Task item: Copy, from the data below, each line that has the word "cloth".

---- Provided entries

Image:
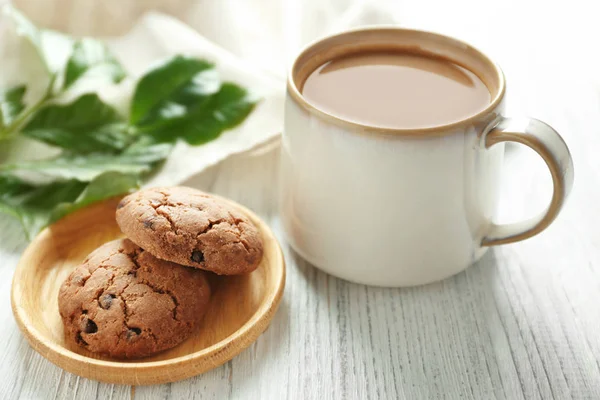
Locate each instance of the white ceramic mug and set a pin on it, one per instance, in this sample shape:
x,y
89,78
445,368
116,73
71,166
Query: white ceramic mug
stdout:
x,y
401,207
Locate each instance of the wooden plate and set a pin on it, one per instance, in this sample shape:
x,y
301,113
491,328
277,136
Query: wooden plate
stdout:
x,y
240,309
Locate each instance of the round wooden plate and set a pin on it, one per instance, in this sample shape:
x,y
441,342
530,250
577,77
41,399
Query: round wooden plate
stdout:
x,y
240,309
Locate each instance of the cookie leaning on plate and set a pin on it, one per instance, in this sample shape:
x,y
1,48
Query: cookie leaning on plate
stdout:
x,y
189,227
124,302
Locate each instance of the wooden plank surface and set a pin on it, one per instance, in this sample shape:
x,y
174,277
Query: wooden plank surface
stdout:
x,y
524,323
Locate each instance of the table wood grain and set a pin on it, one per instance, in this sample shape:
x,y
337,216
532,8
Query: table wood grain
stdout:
x,y
523,323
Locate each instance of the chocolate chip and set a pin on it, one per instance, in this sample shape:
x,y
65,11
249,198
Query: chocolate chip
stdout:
x,y
78,280
197,256
89,326
148,223
80,340
133,333
105,300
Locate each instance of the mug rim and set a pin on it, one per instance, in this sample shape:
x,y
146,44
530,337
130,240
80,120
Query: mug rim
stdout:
x,y
437,130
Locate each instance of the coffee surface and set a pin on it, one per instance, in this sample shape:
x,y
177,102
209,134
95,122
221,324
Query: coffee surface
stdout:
x,y
396,90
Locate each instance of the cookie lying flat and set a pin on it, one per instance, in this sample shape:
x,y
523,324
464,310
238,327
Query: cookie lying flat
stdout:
x,y
192,228
126,303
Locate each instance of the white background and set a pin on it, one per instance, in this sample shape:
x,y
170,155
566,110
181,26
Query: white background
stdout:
x,y
522,323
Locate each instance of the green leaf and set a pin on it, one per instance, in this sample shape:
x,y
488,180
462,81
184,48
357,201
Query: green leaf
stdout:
x,y
162,82
86,125
11,104
92,56
53,47
32,205
86,168
104,186
221,111
183,102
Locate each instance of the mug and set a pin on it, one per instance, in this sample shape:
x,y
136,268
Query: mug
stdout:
x,y
403,207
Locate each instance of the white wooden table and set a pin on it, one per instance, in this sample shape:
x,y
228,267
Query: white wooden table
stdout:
x,y
523,323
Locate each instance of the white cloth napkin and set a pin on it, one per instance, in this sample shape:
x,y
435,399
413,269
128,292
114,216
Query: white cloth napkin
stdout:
x,y
157,36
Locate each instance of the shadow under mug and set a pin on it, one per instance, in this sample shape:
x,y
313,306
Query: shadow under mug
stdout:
x,y
402,207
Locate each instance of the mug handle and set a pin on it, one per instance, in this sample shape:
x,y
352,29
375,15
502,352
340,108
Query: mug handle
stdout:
x,y
552,148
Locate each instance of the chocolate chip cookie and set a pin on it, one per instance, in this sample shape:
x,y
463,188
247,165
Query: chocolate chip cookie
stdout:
x,y
124,302
189,227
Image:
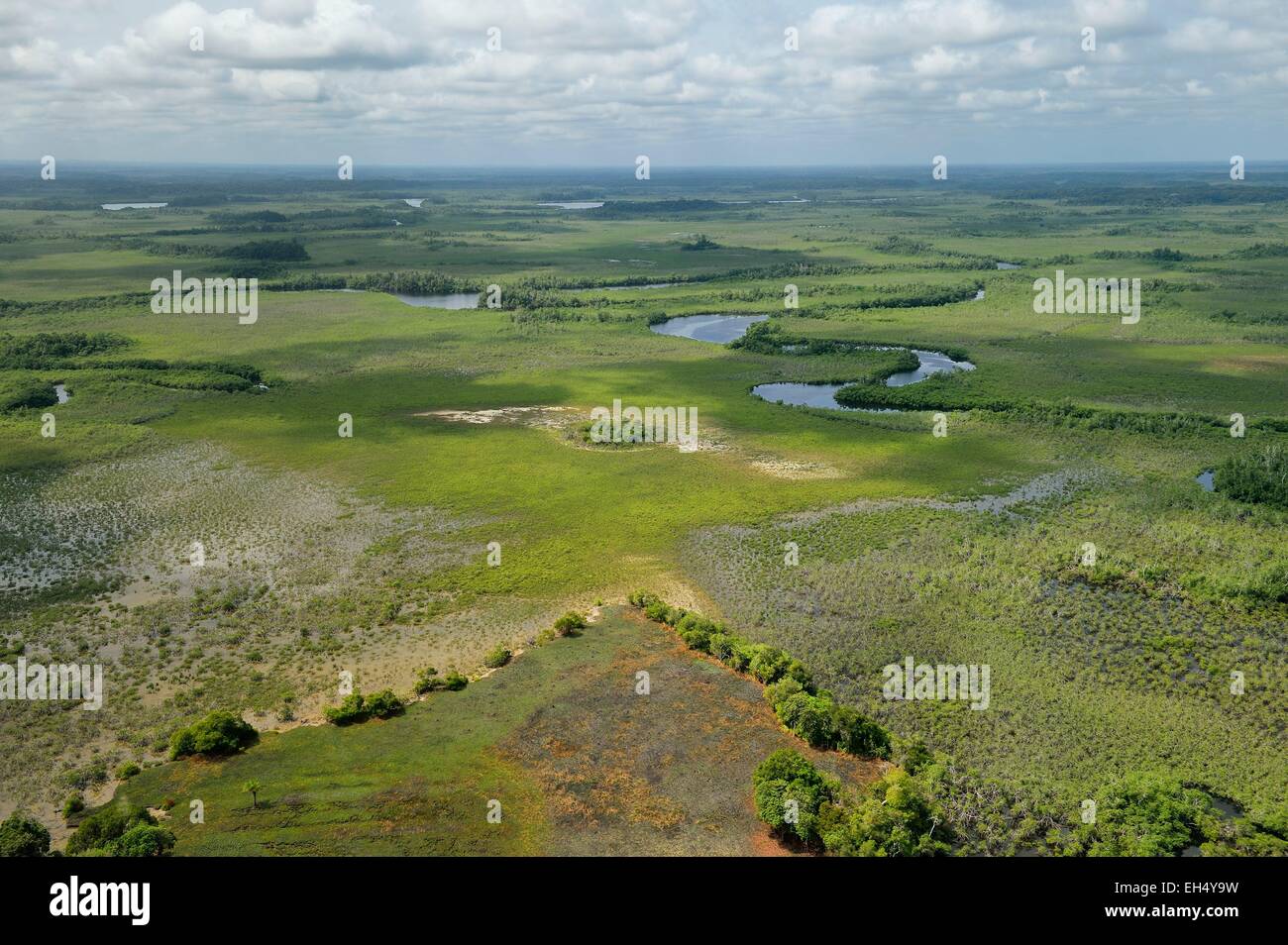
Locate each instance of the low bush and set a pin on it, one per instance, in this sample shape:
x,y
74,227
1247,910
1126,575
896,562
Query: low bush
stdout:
x,y
1261,476
807,713
570,623
219,733
22,836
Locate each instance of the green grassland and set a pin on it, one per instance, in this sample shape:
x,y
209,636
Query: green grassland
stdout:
x,y
370,553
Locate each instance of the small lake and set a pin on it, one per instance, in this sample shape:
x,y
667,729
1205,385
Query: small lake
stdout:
x,y
576,205
716,329
724,329
810,395
618,288
452,300
824,394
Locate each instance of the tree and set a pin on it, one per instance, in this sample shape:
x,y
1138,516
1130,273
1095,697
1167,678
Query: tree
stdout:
x,y
1146,815
570,622
897,816
143,840
790,793
219,733
103,827
24,836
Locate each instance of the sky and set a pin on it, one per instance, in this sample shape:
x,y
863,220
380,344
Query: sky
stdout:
x,y
567,82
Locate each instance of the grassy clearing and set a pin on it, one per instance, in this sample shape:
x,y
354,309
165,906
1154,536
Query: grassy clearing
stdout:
x,y
370,553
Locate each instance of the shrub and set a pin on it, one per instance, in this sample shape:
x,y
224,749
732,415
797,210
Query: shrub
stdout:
x,y
785,777
570,622
382,704
1254,477
657,610
857,734
768,664
697,640
896,816
24,836
104,825
809,717
351,709
778,691
142,840
642,599
219,733
720,645
429,682
1145,815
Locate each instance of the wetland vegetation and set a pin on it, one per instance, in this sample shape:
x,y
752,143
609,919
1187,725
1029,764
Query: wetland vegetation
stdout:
x,y
197,522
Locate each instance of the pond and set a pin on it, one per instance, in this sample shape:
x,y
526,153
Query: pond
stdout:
x,y
810,395
725,329
452,300
575,205
716,329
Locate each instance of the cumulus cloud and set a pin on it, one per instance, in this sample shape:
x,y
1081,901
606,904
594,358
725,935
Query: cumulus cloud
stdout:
x,y
597,78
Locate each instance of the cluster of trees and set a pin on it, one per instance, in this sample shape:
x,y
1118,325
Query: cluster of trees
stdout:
x,y
1260,476
953,393
429,682
807,712
120,829
270,252
700,242
1160,255
22,836
357,707
618,210
1261,252
16,395
219,733
1144,814
53,348
411,283
925,296
568,625
245,218
894,816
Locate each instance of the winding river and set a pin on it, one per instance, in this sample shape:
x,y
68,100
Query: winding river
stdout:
x,y
725,329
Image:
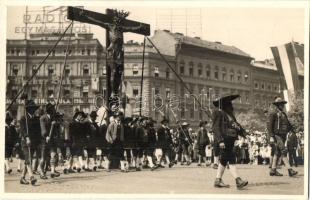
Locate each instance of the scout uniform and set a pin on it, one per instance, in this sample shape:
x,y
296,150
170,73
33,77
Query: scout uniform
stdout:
x,y
278,127
226,130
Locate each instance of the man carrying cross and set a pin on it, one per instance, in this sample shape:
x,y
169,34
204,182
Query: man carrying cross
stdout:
x,y
115,51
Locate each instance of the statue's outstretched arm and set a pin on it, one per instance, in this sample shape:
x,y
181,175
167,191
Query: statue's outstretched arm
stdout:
x,y
95,21
128,29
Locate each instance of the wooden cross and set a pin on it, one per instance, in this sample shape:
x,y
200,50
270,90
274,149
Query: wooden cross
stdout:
x,y
116,24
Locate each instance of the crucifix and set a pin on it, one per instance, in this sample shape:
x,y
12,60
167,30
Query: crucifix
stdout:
x,y
116,24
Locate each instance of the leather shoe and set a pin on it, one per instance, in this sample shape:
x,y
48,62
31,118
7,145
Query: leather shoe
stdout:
x,y
220,184
23,181
240,183
292,173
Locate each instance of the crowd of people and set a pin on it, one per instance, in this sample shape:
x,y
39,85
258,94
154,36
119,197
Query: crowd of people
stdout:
x,y
44,143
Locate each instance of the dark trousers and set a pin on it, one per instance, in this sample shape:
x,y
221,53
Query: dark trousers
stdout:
x,y
292,157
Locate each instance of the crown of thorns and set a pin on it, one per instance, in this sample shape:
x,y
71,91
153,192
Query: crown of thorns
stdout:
x,y
120,14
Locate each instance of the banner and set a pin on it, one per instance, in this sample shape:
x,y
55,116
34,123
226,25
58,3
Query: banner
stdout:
x,y
287,60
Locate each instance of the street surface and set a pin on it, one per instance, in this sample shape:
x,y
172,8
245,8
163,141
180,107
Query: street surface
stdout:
x,y
177,180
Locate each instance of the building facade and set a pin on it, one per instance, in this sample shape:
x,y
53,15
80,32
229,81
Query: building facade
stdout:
x,y
207,69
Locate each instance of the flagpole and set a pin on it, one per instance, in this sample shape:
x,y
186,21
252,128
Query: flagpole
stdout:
x,y
142,76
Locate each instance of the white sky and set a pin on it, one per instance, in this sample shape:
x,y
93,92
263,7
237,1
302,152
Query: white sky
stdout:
x,y
253,30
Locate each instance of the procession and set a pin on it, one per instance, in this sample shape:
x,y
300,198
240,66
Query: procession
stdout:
x,y
47,146
77,109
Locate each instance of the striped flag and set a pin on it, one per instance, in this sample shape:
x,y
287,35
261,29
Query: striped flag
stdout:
x,y
289,59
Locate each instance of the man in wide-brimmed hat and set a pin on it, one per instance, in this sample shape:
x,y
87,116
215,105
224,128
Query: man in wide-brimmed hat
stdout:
x,y
202,141
278,127
30,139
185,141
226,131
48,122
11,138
164,143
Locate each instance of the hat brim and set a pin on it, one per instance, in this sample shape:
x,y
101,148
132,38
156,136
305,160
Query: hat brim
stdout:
x,y
279,102
225,99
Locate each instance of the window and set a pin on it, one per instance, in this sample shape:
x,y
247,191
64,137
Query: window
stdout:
x,y
182,67
239,76
192,114
191,69
167,73
182,113
167,92
246,77
255,85
276,87
34,68
135,70
269,87
85,70
135,92
50,70
15,70
200,70
34,93
156,72
216,73
67,72
76,94
85,94
66,92
224,74
156,91
208,71
247,98
50,92
200,115
263,86
14,93
232,75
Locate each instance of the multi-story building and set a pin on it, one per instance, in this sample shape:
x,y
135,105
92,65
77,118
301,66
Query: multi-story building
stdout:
x,y
81,72
207,69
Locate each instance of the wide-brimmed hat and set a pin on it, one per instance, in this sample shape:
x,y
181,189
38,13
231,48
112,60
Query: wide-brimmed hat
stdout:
x,y
93,114
127,120
8,117
201,123
279,101
79,113
31,106
165,120
225,99
185,124
50,108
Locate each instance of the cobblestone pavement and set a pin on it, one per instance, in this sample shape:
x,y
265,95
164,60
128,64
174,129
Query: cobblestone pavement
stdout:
x,y
177,180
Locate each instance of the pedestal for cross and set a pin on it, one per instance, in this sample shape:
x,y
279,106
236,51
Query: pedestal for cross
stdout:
x,y
116,24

--------

Response area:
Locate each instance of the white cloth napkin and set a pin on it, one per instance, in this sample shape:
Query: white cloth napkin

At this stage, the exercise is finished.